Text provided:

—————

What is class inheritance? Every class inherits methods and attributes from another class, which we refer to as the class’s superclass. Calling the class method superclass on any class will return that class’s superclass. For example: puts Integer.superclass will output Numeric.

Every class has one (and only one) superclass. This is called single inheritance because a class can only have a single parent. When we create a custom class without explicitly defining a superclass to inherit from, our custom class implicitly inherits from the Object class.

In the diagram above, we see that the superclass of Numeric is Object, and the superclass of Object is BasicObject. What’s the superclass of BasicObject? It’s nil.

Sidenote 1: the difference between nil and nothing

Nil is not the same thing as nothing, however. Although nil is not a class, it is an object, an object of the class NilClass, whose superclass is Object.

Why is this distinction important? After all, if we have an array, some_array, containing 5 elements, and we call some_array[10], we’d get nil back. Doesn’t that mean that nil is the same thing as nothing?

It appears that way, but it’s not. The reason we get nil back is because the [] instance method, as defined in the Array class definition, is explicitly defined to return the nil object if there’s no key that matches the argument (i.e. the index) passed in to the [] method.

If we instead use the fetch instance method, however, which contains no such safety measure, we’d get an error back if we try to search for a key that doesn’t exist. So when there is nothing, we get an error. If there is something, even if it’s nil, we get that something back (i.e. we’d get nil back). This means that nil is not the same thing as nothing.

Sidenote 2: Ruby has no Bool(ean)

Note, too, that Ruby doesn’t have a “Boolean” class, which is unlike most other OOP languages. Ruby does have separate TrueClass and FalseClass classes, but there’s no overarching “Boolean” class from which both might inherit–instead, those two classes each directly inherit from Object.

The reason for this has to do with the fact that Ruby is dynamically typed (as opposed to statically typed like C++ and Java). This means that in Ruby, we don’t need to explicitly define what the class of a variable is. We instead dynamically (and implicitly) assign it a class, and can easily reassign it to another class (for better or for worse). A variable can therefore easily be assigned to true, an object of the TrueClass class, and then reassigned to false, an object of the FalseClass class.

—————

Stored data:
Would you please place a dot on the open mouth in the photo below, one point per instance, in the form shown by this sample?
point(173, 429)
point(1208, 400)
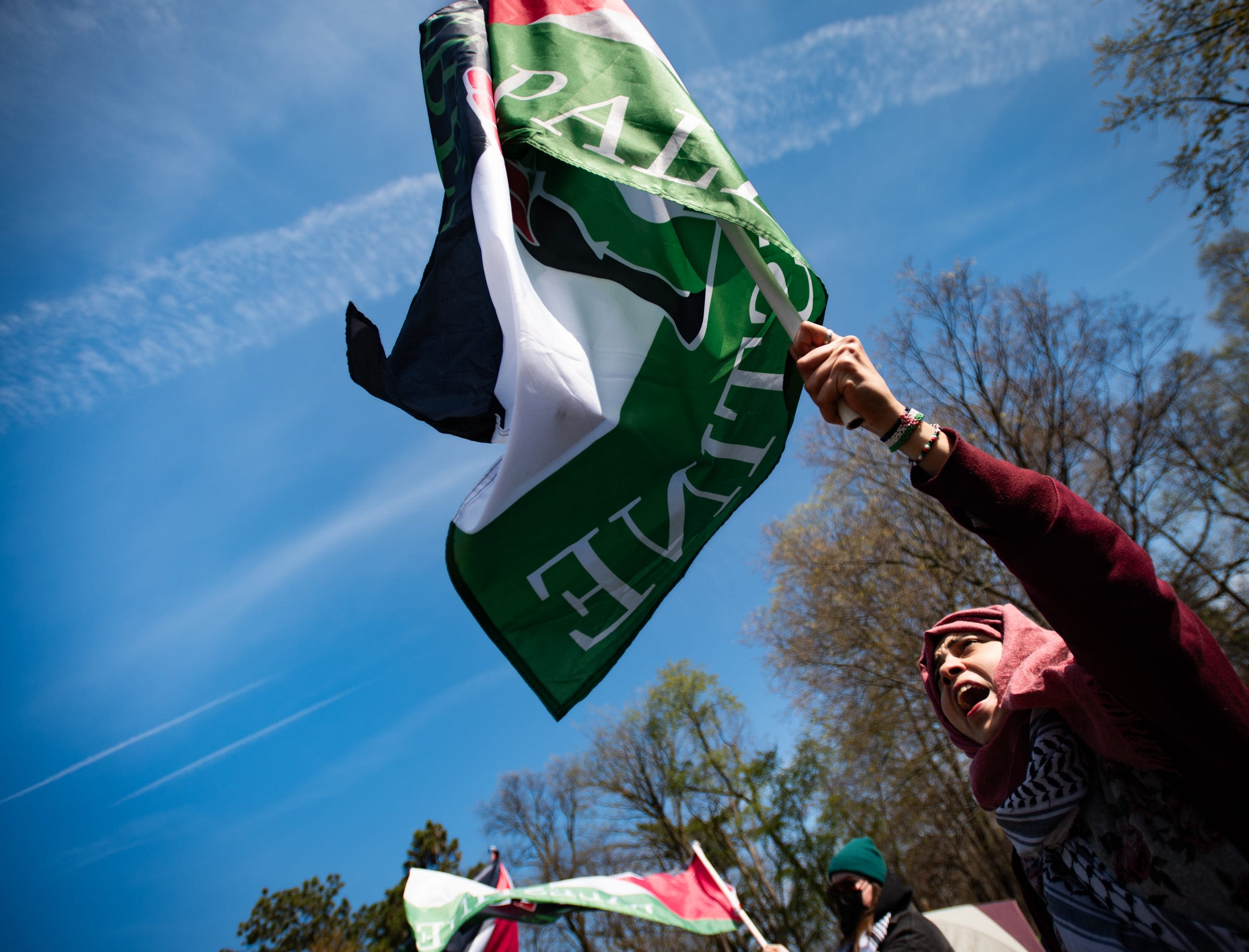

—————

Stated problem:
In the text on Ruby class inheritance, what class does a custom class inherit from when no superclass is explicitly defined? The listing is material separate from the text on Ruby class inheritance.

Reply:
It implicitly inherits from the Object class.